Problems to solve:
**a)** According to the article on Genrich Altshuller, what are TRIZ's core tools?
**b)** Write what comes next in the article on Genrich Altshuller and TRIZ, picking up after its final sentence.

BEGIN Extract to read

The Soviet Engineer Who Cracked the Code of Innovation

Watch: The Story of Genrich Altshuller - A short documentary on TRIZ’s creator

Leningrad, 1946. In a cramped apartment still bearing scars from the siege, a young naval officer named Genrich Altshuller pored over stacks of patent documents. The war had ended, but his mind raced with a new battle - to understand why some inventions succeeded while others failed. Night after night, as he cataloged thousands of technical breakthroughs, a pattern emerged that would revolutionize how we solve problems.

”The most brilliant solutions weren’t random acts of genius,” Altshuller later wrote in his prison diary (arrested for challenging Stalinist scientific dogma). “They followed hidden patterns, like nature’s own algorithms for innovation.” This epiphany became TRIZ - the Theory of Inventive Problem Solving.

What began as one man’s obsession now powers global innovation. Consider:

• The smartphone in your pocket likely contains TRIZ-inspired chips
• The pen that wrote in space? TRIZ principles in action
• Even the candy-coated chocolate you ate as a child owes its existence to this system

Unlike traditional brainstorming that relies on random idea generation, TRIZ provides a structured framework for innovation. As Altshuller famously stated, “The best solutions transform the problem rather than compromise.” This philosophy is embodied in TRIZ’s core tools: the 40 inventive principles and the contradiction matrix.

END Extract to read
BEGIN Extracted information

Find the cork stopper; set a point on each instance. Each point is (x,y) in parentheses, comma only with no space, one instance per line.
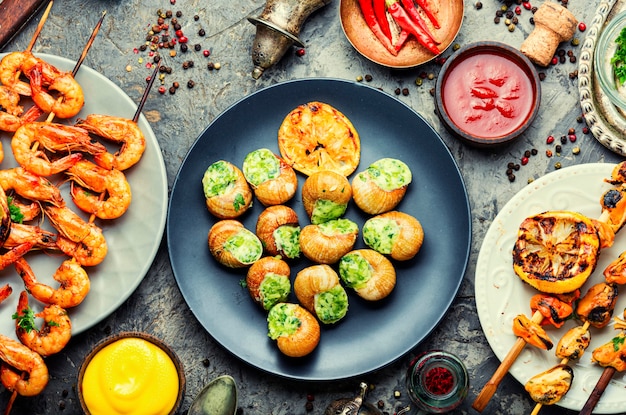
(553,24)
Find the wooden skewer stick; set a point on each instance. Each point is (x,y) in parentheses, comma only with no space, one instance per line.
(142,102)
(490,387)
(42,21)
(563,362)
(598,390)
(94,33)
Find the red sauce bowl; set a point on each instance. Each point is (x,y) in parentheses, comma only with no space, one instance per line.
(487,94)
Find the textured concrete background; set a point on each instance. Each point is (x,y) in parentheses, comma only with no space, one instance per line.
(157,305)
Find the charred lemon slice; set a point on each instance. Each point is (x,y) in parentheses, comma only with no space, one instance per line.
(316,137)
(556,251)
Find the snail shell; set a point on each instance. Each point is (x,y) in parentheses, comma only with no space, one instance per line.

END Extracted information

Answers to the exercises:
**a)** The 40 inventive principles and the contradiction matrix.

**b)**
Why TRIZ Matters Today

In our era of rapid technological change, TRIZ has gained global recognition. Companies like Samsung attribute over 50 patented innovations annually to TRIZ methodology. NASA engineers have used it to solve spacecraft design challenges. Even consumer goods giant Procter & Gamble applies TRIZ principles to product development.

What makes TRIZ uniquely powerful is its foundation in patterns of invention rather than psychological techniques. As Karen Gadd, author of “TRIZ for Engineers” explains: “TRIZ doesn’t depend on creative genius - it provides the thinking tools that make innovation reproducible.”

The 40 Inventive Principles: A Toolkit for Innovation

Altshuller’s analysis revealed that nearly all patentable inventions apply combinations of just 40 fundamental principles. These principles form a powerful toolkit for systematic innovation. Let’s examine some of the most impactful ones with real-world examples:

1. Segmentation (Principle #1)

Example: Personal computers replaced mainframes by segmenting computing power to individual users. Similarly, IKEA segmented furniture into flat-pack components for easier shipping and assembly.

2. Taking Out (Principle #2)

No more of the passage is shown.